» **PASSAGE FOR REVIEW**

BEGIN

Since we got back from Thailand, things once again have settled into a slightly less-interesting ‘day-in, day-out’ routine, aside from a couple of interesting things like a festival we were at last week, planning our next trip in early December to (what looks like) the absolute tack-filled Genting Highlands – imagine a theme park and associated resort delicately perched atop a few-thousand foot high mountain peak, largely accessible only by cable car – and of course, the odd day out of Kuala Lumpur, or rather, seeing more of it. Last weekend, to celebrate Anna’s graduation that she’s obviously missing, we took ourselves off to the local German bierhaus (yep, there is one) and bought some expensive German food…that despite the price, was simply delicious. But of course, there’s only one way to finish off an evening of such epic proportions – with a trip to ‘Malone’s’ Irish bar for an overpriced pint, that finished off one of our best (and most delicious) nights here. Meanwhile, we got Friday off last week due to another cultural holiday, so needless to say, we took the liberty to make ourselves useful; the last few weeks, we’ve been shopping at a discount store not far from our house, but ever since Anna discovered a cockroach or two sampling some of the fruit, followed by a swarm of dead, refrigerated flies clinging tightly (despite being lifeless) to the packs of meat, we’ve been I suppose, more ‘embracing’ of the other local supermarkets. So the other day we packed ourselves off to the local ‘Mercato’ for a sneaky peek.
Now, when I was only in KL a couple of days and knew no better about the price of goods, I went into the Mercato myself and after getting over how much like Superquinn it is, I bought some bananas that I have no doubt were the most expensive bananas ever sold in Kuala Lumpur. Especially in a country where the climate would seem far more permissible for growing bananas locally in the first place, compared to Ireland. Anyway, we returned the other day for a look, especially since they seem to specialise much more in ‘fresh’ (anything, not necessarily fruit, or vegetables, or meat) than anywhere else.
As a sidenote, since I left the island of Ireland in late August, I have only once had potatoes – and they weren’t very much to my liking in terms of what potatoes are supposed to taste like back home – and as I say, the Mercato seemed to specialise in fresh, I’m sure you can see where this is going. As we continued round the aisles, the first thing I found that agreed with me (or my stomach, at least) was a whole roasted chicken sitting out begging to be taken home and devoured. Then Anna picked up a pack of frozen vegetables. And then there they were – bag upon bag of potatoes, some looking so muddy they could literally have been picked out of some field in Wexford, shoved in a bag and tossed into this supermarket in Malaysia. I couldn’t resist; we ended up buying a bag of them, taking them home, and I laboriously (and to be honest, lovingly) tended to them in the searing heat of our kitchen (which lacks air conditioning, so any heat such as cooking only adds to the temperature, making cooking quite often an excruciating exercise in how much misery one person can take), threw them on the plate, added as much of the chicken as I could that I hadn’t already eaten while cooking, some vegetables and proceeded to our TV room. The meal was probably the same cost roughly as the cost of us eating out, but for the sheer joy of eating something that was absolutely delicious and didn’t require sitting in a food court for a change of pace, every cent (or ‘sen’ of it, as the case may be) was more than worth it. And we still have at least half the bag of spuds left over, so I feel another roast chicken being carried out of Mercato with my pleasure at some point in the week.

END

» **SUPPLIED INFORMATION**
BEGIN

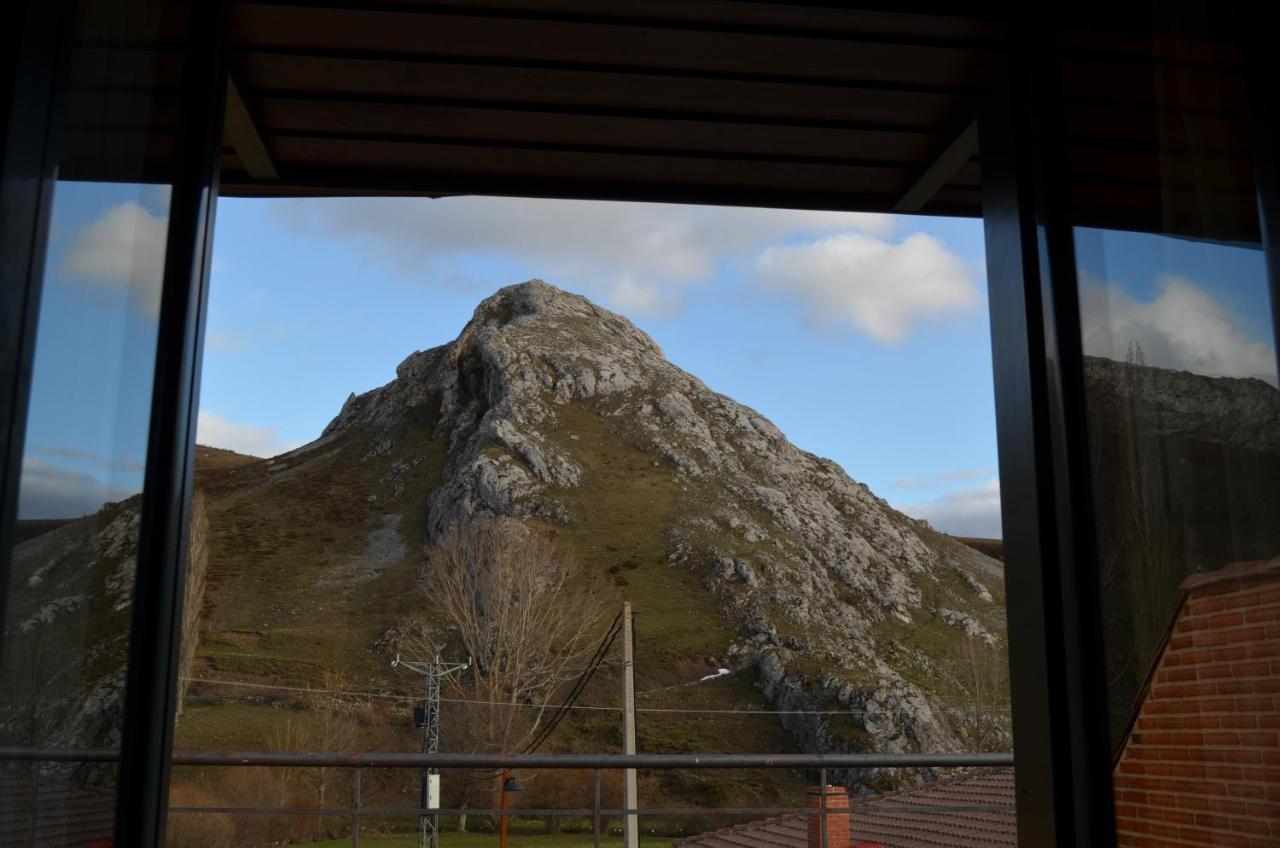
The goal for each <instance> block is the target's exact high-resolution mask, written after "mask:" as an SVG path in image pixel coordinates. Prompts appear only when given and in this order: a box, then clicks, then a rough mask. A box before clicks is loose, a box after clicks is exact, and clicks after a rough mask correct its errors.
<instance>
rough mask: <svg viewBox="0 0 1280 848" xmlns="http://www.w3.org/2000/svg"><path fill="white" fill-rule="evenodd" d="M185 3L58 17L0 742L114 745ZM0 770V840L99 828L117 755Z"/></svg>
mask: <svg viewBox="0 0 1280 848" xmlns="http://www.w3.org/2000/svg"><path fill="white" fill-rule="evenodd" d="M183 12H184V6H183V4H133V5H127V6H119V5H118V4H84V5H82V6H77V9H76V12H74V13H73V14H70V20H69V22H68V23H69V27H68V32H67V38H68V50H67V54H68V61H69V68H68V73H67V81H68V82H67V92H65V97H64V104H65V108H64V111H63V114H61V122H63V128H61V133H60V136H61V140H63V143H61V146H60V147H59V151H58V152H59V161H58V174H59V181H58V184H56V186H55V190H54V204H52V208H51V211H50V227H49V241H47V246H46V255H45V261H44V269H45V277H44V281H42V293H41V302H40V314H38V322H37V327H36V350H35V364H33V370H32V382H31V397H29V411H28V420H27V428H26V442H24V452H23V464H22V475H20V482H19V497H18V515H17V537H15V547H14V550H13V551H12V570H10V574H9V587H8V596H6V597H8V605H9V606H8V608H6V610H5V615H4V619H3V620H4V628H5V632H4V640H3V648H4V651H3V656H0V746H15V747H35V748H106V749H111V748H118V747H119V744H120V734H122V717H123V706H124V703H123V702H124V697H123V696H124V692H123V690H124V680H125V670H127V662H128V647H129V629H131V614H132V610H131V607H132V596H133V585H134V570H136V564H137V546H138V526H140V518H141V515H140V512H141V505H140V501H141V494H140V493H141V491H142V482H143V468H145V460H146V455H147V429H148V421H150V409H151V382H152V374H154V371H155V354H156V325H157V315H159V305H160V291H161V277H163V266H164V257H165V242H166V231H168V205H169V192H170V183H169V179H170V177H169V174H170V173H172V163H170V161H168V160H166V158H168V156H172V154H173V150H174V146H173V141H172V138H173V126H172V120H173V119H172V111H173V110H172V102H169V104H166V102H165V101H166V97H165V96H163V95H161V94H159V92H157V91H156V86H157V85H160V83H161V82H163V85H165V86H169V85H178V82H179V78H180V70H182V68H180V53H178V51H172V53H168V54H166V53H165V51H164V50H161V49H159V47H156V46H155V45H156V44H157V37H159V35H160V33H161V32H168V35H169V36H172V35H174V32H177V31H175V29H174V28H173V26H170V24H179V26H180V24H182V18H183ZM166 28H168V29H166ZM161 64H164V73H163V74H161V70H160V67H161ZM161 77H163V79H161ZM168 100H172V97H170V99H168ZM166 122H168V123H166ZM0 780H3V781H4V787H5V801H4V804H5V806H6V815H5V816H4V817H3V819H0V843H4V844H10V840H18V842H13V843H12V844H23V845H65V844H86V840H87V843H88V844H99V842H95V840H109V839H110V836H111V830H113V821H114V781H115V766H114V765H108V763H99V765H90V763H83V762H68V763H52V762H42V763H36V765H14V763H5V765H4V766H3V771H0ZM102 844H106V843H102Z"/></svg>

END
BEGIN

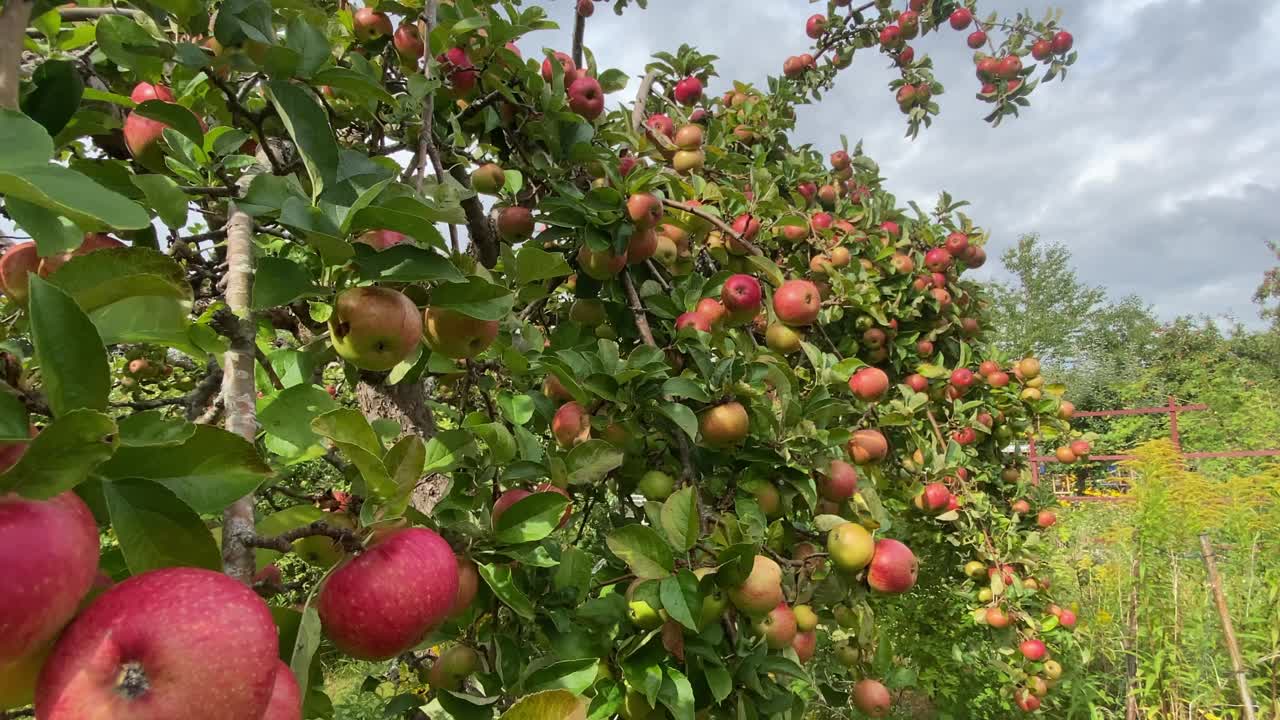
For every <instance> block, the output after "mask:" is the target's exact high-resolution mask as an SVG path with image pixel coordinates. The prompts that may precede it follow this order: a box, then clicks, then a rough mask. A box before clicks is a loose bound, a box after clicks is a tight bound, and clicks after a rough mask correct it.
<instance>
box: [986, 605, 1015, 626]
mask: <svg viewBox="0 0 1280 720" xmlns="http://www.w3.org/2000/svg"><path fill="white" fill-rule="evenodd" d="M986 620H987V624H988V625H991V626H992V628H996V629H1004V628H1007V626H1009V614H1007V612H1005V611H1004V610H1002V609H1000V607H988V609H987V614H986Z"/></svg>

END
BEGIN

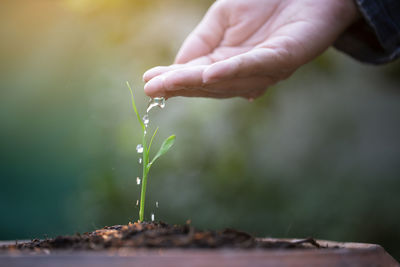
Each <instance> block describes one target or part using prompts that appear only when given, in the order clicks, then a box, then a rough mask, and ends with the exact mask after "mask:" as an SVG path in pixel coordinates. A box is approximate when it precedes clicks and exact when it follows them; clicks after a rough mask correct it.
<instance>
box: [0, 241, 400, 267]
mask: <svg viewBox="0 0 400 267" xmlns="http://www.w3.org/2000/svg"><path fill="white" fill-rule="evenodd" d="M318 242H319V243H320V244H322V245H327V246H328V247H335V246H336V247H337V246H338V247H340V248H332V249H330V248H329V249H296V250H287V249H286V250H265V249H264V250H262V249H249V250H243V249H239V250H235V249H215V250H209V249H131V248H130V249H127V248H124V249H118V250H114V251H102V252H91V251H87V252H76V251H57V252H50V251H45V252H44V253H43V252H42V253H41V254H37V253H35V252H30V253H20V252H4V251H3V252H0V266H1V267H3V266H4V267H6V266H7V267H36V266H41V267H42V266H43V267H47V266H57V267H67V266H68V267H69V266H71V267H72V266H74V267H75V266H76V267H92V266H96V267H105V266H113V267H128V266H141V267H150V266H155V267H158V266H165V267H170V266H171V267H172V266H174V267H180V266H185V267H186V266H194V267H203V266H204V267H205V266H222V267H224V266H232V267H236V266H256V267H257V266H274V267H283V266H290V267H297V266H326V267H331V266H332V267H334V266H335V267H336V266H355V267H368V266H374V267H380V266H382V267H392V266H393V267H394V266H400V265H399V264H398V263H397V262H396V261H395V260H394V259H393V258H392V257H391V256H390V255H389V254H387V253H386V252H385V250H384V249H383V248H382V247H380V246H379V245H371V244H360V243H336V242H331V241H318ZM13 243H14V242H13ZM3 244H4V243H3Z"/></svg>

END

» **EXERCISE 1**
Reproduce the passage of the Kuala Lumpur blog post that begins at "Now, when I" and runs up to and including "than anywhere else.".
» **EXERCISE 2**
Write the next part of the blog post about daily life in Kuala Lumpur, picking up after its final sentence.

» **TASK ANSWER 1**
Now, when I was only in KL a couple of days and knew no better about the price of goods, I went into the Mercato myself and after getting over how much like Superquinn it is, I bought some bananas that I have no doubt were the most expensive bananas ever sold in Kuala Lumpur. Especially in a country where the climate would seem far more permissible for growing bananas locally in the first place, compared to Ireland. Anyway, we returned the other day for a look, especially since they seem to specialise much more in ‘fresh’ (anything, not necessarily fruit, or vegetables, or meat) than anywhere else.

» **TASK ANSWER 2**
Buoyed by the success of my recent culinary finds, we decided after the morning’s swim this morning then to go and try our luck with Kuala Lumpur’s very own Chinatown. In fact, we’ve passed it twice – the first time was when I was feeling a little the worse for wear after a night out, and we stopped in a McDonald’s very nearby for some food. The second time was after we’d come back from Thailand and our taxi driver very generously turned the journey into a mini-tour and drove us right through Chinatown, and in many ways that decided it that we’d have to go back and visit it properly during daylight hours, and not always be seeing it at 2am speeding past. So we packed our stuff, braced ourselves for the worst (or rather I did) and headed down past Swiss Garden on our way past that empty development – that’s seemingly been empty for donkey’s years – and on into Chinatown, conveniently passing the same McDonald’s mentioned earlier on the way. Now, my experiences with Chinatown’s so far haven’t always been exceedingly pleasant. The first time I was ever in a Chinatown of any sort was in Hong Kong, where it was packed, loud, and distinctly unpleasant. I did however during the experience manage to find time to haggle over a particularly tacky belt that came with an LED-sign embedded in the buckle, through which you could display messages such as ‘All Hail Andy Mac’ that would then scroll across your belt as you entered a nightclub, with everyone thinking you were THE MAN (in my mind at least anyway). In actual fact, most people I know back home who were privileged enough to see this belt, generally sneered and derided it as being one of the most awful things they’d ever seen someone pay money for. After that, I was in Chinatown in a couple of other Asian cities, along with markets in Beijing itself, all of which didn’t really do much for me – packed, tacky, and irritating.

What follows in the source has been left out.